(Records drawn from a dataset)
^^^^^^^^

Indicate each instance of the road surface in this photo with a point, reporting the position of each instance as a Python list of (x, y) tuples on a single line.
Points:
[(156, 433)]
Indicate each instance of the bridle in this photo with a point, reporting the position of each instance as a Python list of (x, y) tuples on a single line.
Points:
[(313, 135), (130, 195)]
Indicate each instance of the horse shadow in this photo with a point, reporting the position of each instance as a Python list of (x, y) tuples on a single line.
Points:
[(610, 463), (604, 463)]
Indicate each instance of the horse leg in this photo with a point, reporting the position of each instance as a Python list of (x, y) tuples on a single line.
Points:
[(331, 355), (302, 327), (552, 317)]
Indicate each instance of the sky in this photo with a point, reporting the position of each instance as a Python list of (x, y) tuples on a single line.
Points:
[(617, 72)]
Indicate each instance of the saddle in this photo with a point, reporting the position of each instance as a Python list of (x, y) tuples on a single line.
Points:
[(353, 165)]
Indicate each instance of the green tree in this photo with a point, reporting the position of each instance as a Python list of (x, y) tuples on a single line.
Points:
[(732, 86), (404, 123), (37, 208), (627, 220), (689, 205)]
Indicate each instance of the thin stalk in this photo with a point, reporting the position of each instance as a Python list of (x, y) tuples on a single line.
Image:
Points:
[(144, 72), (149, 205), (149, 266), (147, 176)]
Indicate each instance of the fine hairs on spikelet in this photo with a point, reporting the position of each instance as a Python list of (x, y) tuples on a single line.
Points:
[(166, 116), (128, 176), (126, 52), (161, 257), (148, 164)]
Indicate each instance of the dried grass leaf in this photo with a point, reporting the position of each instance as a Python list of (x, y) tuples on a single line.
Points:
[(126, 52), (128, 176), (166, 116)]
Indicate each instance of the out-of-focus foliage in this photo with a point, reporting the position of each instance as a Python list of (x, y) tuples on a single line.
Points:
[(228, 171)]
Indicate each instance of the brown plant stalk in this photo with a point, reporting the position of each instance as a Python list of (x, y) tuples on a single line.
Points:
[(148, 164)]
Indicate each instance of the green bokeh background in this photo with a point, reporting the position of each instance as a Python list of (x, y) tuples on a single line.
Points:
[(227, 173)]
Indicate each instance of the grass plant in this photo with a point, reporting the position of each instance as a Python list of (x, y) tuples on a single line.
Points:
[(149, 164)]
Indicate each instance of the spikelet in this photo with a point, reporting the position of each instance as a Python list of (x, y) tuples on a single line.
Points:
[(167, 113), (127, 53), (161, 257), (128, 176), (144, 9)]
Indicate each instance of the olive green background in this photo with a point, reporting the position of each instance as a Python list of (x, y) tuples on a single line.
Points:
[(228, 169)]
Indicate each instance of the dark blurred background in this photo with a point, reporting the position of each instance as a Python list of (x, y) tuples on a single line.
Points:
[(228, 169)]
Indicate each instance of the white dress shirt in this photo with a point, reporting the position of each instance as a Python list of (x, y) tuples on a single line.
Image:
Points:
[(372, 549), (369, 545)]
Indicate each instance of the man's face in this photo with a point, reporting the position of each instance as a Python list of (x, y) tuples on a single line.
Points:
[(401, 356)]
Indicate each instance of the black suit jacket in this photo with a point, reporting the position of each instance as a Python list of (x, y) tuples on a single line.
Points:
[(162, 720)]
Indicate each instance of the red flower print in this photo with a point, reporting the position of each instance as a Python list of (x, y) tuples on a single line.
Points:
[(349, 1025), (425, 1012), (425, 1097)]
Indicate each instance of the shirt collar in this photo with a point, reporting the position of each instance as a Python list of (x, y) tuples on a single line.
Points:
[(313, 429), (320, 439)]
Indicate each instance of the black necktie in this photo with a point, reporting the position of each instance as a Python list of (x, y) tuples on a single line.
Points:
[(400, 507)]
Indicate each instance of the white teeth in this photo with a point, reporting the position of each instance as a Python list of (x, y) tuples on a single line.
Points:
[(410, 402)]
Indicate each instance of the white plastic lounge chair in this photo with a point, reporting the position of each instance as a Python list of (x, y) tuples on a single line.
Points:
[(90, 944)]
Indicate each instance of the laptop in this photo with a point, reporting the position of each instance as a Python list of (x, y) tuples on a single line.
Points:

^^^^^^^^

◆ What is being asked
The data given before this task must be transcribed exactly and in full.

◆ Final answer
Indicate each instance of the road surface in this photo with a point, reporting the position of each instance as a Python list of (x, y) tuples on a single line.
Points:
[(156, 433)]
Indicate each instance of the bridle in this photo with a point, reporting the position of each instance as a Python list of (x, y) tuples on a single line.
Points:
[(313, 135), (130, 195)]
Indicate each instance of the horse shadow in this photo with a point, reporting the position of each instance as a Python list of (x, y) tuples on a single line.
Points:
[(610, 463), (604, 463)]
Indicate each instance of the horse leg in this photo with a point, reporting the position of each instance as a Python list of (x, y) tuples on a single line.
Points:
[(331, 355), (302, 327), (552, 317)]
Indicate each instance of the sky in this photo with a point, reporting the position of each instance as a Python list of (x, y) tuples on a single line.
Points:
[(617, 72)]
Indicate each instance of the saddle in this photo with a point, reporting the position of each instance as a Python list of (x, y) tuples on a single line.
Points:
[(353, 165)]
Indicate each instance of the green tree in this photo with a point, reporting the position of each instance as a Python list of (x, y) tuples on a single line.
Points:
[(732, 86), (404, 123), (37, 208), (627, 220), (689, 205)]
Indicate each instance of the thin stalk in this photo with a point, reporting the position of each instance as a Python list of (x, y) tuples on a single line.
Image:
Points:
[(144, 72), (149, 205), (149, 266), (147, 176)]
Indicate each instance of the fine hairs on spikelet in this photo with a point, reporting the position of each instance as a Python list of (x, y) tuples on a single line.
Points:
[(166, 116), (128, 176), (126, 52), (161, 257), (148, 164)]
Indicate each instance of the dried grass leaf in this photo with a point, reporting the position of each instance as a Python list of (x, y) tuples on a single line.
Points:
[(126, 52), (128, 176), (166, 116)]
Indicate each instance of the out-of-focus foliage in this photo with a point, reporting the position of each instance as a Python list of (x, y) tuples on a single line.
Points:
[(228, 171)]
Indicate each instance of the brown plant stalk in this photo with a point, reporting the position of each instance as a Python list of (x, y) tuples on a single line.
Points:
[(148, 164)]
Indicate each instance of the green bokeh background in this photo with a point, reporting the position of each instance as a Python list of (x, y) tuples on a single line.
Points:
[(227, 173)]
Indicate each instance of the grass plant in this photo with a point, reporting the position of each instance as a Python list of (x, y) tuples on a single line.
Points:
[(149, 164)]
Indicate each instance of the spikelet in this photo with a point, reporting the position of each instance as a Python list of (x, y) tuples on a single line.
Points:
[(167, 113), (127, 53), (161, 257), (128, 176), (144, 9)]
Indicate each instance of the olive green background in this photo with a point, reporting the position of each instance as a Python list of (x, y) tuples on a single line.
Points:
[(228, 169)]
Indicate each instance of the dark blurred background in this photo with a point, reporting the position of each instance as a Python list of (x, y) tuples on a single line.
Points:
[(228, 169)]
Indicate each instance of the white dress shirt in this photo with a point, reporting the position of each instance as a Python list of (x, y) tuples on a single line.
Image:
Points:
[(372, 549), (369, 545)]
Indicate each instance of the man's face in this photo with a point, reporting the position of each instance as a Python list of (x, y) tuples on a single line.
Points:
[(401, 356)]
Indicate each instance of the black suit jacket in this photo with a point, reporting the position of each instance as a Python list of (x, y) tuples on a single line.
Points:
[(162, 720)]
Indicate each instance of the red flower print in this photo with a point, reporting the position of each instance as a Python list of (x, y) tuples on a single line.
Points:
[(349, 1025), (425, 1012), (425, 1097)]
Indicate each instance of the shirt collar in this photo with a point, reporting the position of each instance as a Python list of (x, y) tuples on a single line.
Points:
[(313, 429), (320, 439)]
Indicate each instance of the black necktie in this photo with a point, reporting the position of each instance as a Python list of (x, y) tuples on a single line.
Points:
[(400, 507)]
Indicate each instance of the white teeth in this photo with a point, reporting the position of each instance as a Python list of (x, y) tuples on a single line.
Points:
[(410, 402)]
Indicate each instance of the white plastic lounge chair in this photo with a point, reporting the position of each instance as a Python list of (x, y) tuples on a single line.
Points:
[(90, 944)]
Indicate each instance of the laptop in this photo with a point, reporting the position of each instance as a Python list of (x, y) tuples on a single line.
Points:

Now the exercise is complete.